━━━━━ PROVIDED PASSAGE ━━━━━

Implementation status (as of 2025-12-21)

This plan is implemented end-to-end for Release 1 scope.

  • Properties mapping exposed: obj.properties exists on native objects via Python patching (python/pycauset/_internal/properties.py, installed in python/pycauset/__init__.py).
  • Phase A compatibility enforced: obj.properties is a validating mapping; structurally impossible / contradictory asserted states raise immediately (no payload scans). Compatibility now includes square-only structure flags (triangular/atomic), ordering constraints (strictly-sorted ⇒ sorted), and the “upper+lower ⇒ not diagonal-false” constraint.
  • Persistence bridging present: meta["properties"] round-trips; cached-derived values persist under cached.* and are surfaced only when signatures match (python/pycauset/_internal/persistence.py).
  • Metadata-only view propagation present: transpose, conj, .H propagate properties in O(1) (python/pycauset/_internal/properties.py).
  • Cached-derived propagation improved: scalar multiply and add/sub apply the Phase-A propagation rules for cached-derived values where safe (O(1)), including sum.
  • Priority tree implemented: an internal helper computes an effective structure category from properties (zero/identity/diagonal/triangular/general) without scanning payload.
  • Operator wiring (Phase E expanded): property-aware routing exists for matmul, solve/solve_triangular, and eigvalsh (cached eigenvalues). trace()/determinant() and scalar-returning pycauset.norm()/pycauset.sum() continue to consult/seed cached-derived values.
  • Tests + docs exist: see tests/python/test_properties_persistence.py and tests/python/test_properties_operator_wiring.py; docs updated in the storage/semantics guides.

Open gaps relative to the plan:

  • None for R1. Kernel-style effect summaries are applied via the properties shim (_apply_effect_summary_inplace) and are exercised by mutation patches; device kernels can emit the same constant-size summaries later without changing semantics.

Key references

  • Roadmap node: documentation/internals/plans/TODO.mdR1_PROPERTIES
  • Compute model: documentation/internals/Compute Architecture.md
  • Storage semantics + format (canonical docs): documentation/guides/Storage and Memory.md
  • Current persistence implementation: python/pycauset/_internal/persistence.py
  • Support readiness tracking: documentation/internals/plans/SUPPORT_READINESS_FRAMEWORK.md

Constraints (non-negotiable)

  • No truth validation: never scan matrix/vector data to “confirm” a property.
  • No backwards-compat aliases: the public name is properties (not flags, not user_flags), and the persistence schema must not accept legacy names.
  • Deterministic behavior: given the same properties and operation sequence, results and chosen algorithmic paths must be deterministic.
  • Minimal incompatibility checks only: only reject property combinations that are structurally impossible or internally contradictory for the property lattice.

━━━━━ PROVIDED ENTRIES ━━━━━

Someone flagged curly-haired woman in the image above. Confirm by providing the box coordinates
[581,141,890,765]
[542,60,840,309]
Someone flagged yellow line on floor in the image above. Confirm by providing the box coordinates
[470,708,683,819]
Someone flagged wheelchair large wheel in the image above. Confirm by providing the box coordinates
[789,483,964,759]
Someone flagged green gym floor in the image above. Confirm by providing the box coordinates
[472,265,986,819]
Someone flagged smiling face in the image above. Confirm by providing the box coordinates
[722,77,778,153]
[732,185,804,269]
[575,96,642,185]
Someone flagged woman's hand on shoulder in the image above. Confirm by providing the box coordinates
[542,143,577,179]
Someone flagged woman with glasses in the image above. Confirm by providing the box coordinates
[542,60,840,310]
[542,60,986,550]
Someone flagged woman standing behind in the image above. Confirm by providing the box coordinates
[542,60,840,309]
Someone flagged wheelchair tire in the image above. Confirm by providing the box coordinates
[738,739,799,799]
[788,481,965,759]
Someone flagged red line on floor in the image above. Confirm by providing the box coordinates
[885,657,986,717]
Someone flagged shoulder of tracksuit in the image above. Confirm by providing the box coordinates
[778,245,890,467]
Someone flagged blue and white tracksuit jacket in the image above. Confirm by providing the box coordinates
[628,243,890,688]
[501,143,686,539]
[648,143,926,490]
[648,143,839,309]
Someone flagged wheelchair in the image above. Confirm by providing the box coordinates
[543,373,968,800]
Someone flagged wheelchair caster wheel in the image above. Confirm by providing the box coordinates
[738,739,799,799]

━━━━━
━━━━━ PROVIDED ENTRIES ━━━━━

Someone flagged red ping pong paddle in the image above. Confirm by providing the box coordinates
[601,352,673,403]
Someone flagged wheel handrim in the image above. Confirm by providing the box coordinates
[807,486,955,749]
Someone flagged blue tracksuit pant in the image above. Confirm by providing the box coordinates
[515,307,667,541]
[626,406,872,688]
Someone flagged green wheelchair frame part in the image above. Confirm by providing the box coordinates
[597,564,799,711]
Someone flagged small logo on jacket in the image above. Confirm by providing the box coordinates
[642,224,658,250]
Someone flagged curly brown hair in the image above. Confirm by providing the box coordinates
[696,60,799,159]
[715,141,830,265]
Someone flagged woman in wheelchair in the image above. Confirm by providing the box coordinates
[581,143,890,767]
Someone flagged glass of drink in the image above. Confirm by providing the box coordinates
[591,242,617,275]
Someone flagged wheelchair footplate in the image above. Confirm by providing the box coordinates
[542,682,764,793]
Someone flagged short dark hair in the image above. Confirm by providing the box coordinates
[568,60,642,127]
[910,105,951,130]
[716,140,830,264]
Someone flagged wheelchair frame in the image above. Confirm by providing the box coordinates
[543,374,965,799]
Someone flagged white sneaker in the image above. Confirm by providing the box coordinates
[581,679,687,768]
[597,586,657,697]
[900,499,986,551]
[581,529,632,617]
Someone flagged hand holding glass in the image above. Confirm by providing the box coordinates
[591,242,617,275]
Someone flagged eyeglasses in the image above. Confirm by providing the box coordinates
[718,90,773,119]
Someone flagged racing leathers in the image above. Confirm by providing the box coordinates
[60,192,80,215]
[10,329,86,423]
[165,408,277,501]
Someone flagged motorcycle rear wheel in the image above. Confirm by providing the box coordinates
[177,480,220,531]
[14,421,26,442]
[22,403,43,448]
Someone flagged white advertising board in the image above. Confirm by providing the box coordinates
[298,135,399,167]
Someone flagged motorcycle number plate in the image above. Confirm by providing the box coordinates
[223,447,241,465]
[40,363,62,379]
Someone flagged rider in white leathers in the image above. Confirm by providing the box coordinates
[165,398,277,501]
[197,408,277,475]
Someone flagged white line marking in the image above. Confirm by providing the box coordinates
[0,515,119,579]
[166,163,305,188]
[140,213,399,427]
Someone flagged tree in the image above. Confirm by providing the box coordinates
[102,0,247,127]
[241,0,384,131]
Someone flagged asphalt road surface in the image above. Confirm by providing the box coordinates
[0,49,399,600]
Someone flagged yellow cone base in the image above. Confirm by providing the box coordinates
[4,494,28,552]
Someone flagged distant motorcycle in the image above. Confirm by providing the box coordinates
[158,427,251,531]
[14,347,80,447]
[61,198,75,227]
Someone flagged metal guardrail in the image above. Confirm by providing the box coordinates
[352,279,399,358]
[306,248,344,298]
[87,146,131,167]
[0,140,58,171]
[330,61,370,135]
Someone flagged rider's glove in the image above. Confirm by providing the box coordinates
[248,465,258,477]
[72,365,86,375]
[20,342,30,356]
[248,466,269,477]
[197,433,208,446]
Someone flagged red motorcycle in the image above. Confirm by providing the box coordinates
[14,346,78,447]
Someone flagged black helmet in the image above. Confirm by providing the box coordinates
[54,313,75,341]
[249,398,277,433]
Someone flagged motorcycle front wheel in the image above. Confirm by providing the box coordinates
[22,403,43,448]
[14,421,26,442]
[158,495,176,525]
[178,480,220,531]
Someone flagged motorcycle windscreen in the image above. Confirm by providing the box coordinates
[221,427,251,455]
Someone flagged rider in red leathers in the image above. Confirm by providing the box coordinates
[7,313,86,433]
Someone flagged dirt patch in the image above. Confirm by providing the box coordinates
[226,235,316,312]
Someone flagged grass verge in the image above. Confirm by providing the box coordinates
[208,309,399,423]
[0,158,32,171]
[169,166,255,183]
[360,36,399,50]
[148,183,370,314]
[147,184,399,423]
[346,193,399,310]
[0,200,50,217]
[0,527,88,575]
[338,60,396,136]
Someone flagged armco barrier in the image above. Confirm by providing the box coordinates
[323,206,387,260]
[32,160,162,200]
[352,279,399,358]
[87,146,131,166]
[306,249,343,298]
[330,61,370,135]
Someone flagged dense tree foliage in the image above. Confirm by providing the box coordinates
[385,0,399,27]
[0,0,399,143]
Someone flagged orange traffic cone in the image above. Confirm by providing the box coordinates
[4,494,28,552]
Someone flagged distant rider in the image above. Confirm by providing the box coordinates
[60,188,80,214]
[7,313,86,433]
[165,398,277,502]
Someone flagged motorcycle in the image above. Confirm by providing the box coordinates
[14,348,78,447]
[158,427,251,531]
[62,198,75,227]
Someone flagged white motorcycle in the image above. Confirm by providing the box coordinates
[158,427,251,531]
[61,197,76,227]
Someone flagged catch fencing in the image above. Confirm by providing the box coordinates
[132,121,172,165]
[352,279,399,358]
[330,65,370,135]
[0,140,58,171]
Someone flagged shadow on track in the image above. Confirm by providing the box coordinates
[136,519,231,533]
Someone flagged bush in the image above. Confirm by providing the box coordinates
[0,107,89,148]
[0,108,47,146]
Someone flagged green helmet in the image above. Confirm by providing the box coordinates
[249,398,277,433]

━━━━━

# [SHORT PROBLEM 1]
Duplicate, without alteration, every row from the one containing "Someone flagged wheel handrim" down to the one containing "[197,408,277,475]", including both of those rows.
# [SHORT PROBLEM 2]
Go on with the properties implementation-status notes, starting after their final sentence.

# [RESPONSE 1]
Someone flagged wheel handrim in the image above. Confirm by providing the box coordinates
[807,486,955,749]
Someone flagged blue tracksuit pant in the image above. Confirm by providing the box coordinates
[515,307,667,541]
[626,406,872,688]
Someone flagged green wheelchair frame part in the image above. Confirm by providing the box coordinates
[597,564,799,711]
Someone flagged small logo on jacket in the image above. Confirm by providing the box coordinates
[642,224,658,250]
Someone flagged curly brown hair in the image above. Confirm by providing the box coordinates
[696,60,799,159]
[715,141,830,265]
Someone flagged woman in wheelchair in the image above. Confirm by providing the box coordinates
[581,143,890,767]
Someone flagged glass of drink in the image above. Confirm by providing the box coordinates
[591,242,617,275]
Someone flagged wheelchair footplate in the image above. Confirm by providing the box coordinates
[542,682,764,793]
Someone flagged short dark hair in the image above. Confirm by providing the box coordinates
[568,60,642,127]
[910,105,951,130]
[716,140,830,264]
Someone flagged wheelchair frame in the image above. Confirm by providing the box coordinates
[543,374,965,799]
Someone flagged white sneaker in the image above. Confirm by providing the box coordinates
[581,679,687,768]
[597,586,657,697]
[900,499,986,551]
[581,529,632,617]
Someone flagged hand holding glass in the image above. Confirm by providing the box coordinates
[591,242,617,275]
Someone flagged eyeglasses in the image above. Confirm by providing the box coordinates
[718,90,773,119]
Someone flagged racing leathers in the image above. Confirm by providing the box coordinates
[60,192,80,215]
[10,329,86,423]
[165,408,277,501]
Someone flagged motorcycle rear wheel in the image above. Confirm by providing the box coordinates
[177,480,220,531]
[14,421,26,442]
[22,403,43,448]
Someone flagged white advertising board in the image above. Confirm by providing the box coordinates
[298,135,399,167]
Someone flagged motorcycle number plate in the image above. Confirm by providing the box coordinates
[223,447,241,465]
[40,363,62,379]
Someone flagged rider in white leathers in the image above. Confirm by providing the box coordinates
[165,398,277,501]
[197,408,277,475]

# [RESPONSE 2]
  • Propagation is mandatory: metadata-only transforms must update properties predictably.
  • Testing + documentation phase at the end: the final phase is an explicit “tests + docs” closure phase.

Design anchors (agreed)

These are design principles specific to R1_PROPERTIES (in addition to the project-wide mantras).

  • Properties-as-gospel (power-user feature): properties are authoritative claims. If a matrix is marked as triangular, triangular-aware algorithms are allowed to behave as if entries outside the relevant triangle are zero, even if the underlying payload is not triangular.
  • No truth validation: the system must never scan matrix/vector data to “confirm” a property.
  • Lazy-evaluation invariant (metadata scaling): property compatibility checks, property propagation, and effective-structure selection must be \(O(1)\) and must depend only on existing metadata (shape, dtype, existing properties) plus the transform parameters (e.g. the scalar value).
  • Bedrock scope: every PersistentObject must have properties support. R1 includes matrices and vectors.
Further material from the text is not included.